A Consultant Surgeon at the Komfo Anokye Teaching Hospital (KATH), Dr. Joseph Yorke, has expressed worry about the increasing rate at which young people are being diagnosed of rectal cancer.
The referral facility, he said, had seen a surge of cases among the youth, but he could not explain what might be causing this.
“Like all cancers, it has no definite causes, although it could be hereditary,” he explained.
He said out of the eight cases of the disease reported at KATH in the month of December, seven patients were below 35 years.
But rectal cancers had over the years been associated with the elderly in the country.
Dr. Yorke, who is also a lecturer at the School of Medical Sciences (SMS), Kwame Nkrumah University of Science and Technology (KNUST), said what was happening should make everybody to sit up.
However, he assured, “the refreshing news is that there is a medical remedy, and patients only need to report early to the hospital for treatment.”

§ Explore the material:
**1.** In the article on rectal cancer, how many of the eight cases reported at KATH in December involved patients below 35 years?
**2.** From the article on rectal cancer, copy everything from "A Consultant Surgeon" down to "everybody to sit up.".
**3.** Name every institution mentioned in the article on rectal cancer.

§ Record set:
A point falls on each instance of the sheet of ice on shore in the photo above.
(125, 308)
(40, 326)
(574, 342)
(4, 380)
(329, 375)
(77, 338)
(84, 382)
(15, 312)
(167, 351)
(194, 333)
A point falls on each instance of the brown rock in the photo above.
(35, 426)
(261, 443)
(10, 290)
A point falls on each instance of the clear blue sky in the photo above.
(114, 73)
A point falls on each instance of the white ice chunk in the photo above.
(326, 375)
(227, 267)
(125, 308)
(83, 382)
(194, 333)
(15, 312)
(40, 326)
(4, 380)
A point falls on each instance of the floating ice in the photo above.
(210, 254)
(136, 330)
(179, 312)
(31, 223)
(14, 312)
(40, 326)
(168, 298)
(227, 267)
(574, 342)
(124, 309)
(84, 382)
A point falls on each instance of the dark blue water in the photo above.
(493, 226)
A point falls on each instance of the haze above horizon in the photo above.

§ List of answers:
**1.** Seven

**2.**
A Consultant Surgeon at the Komfo Anokye Teaching Hospital (KATH), Dr. Joseph Yorke, has expressed worry about the increasing rate at which young people are being diagnosed of rectal cancer.
The referral facility, he said, had seen a surge of cases among the youth, but he could not explain what might be causing this.
“Like all cancers, it has no definite causes, although it could be hereditary,” he explained.
He said out of the eight cases of the disease reported at KATH in the month of December, seven patients were below 35 years.
But rectal cancers had over the years been associated with the elderly in the country.
Dr. Yorke, who is also a lecturer at the School of Medical Sciences (SMS), Kwame Nkrumah University of Science and Technology (KNUST), said what was happening should make everybody to sit up.

**3.**
Komfo Anokye Teaching Hospital (KATH)
School of Medical Sciences (SMS)
Kwame Nkrumah University of Science and Technology (KNUST)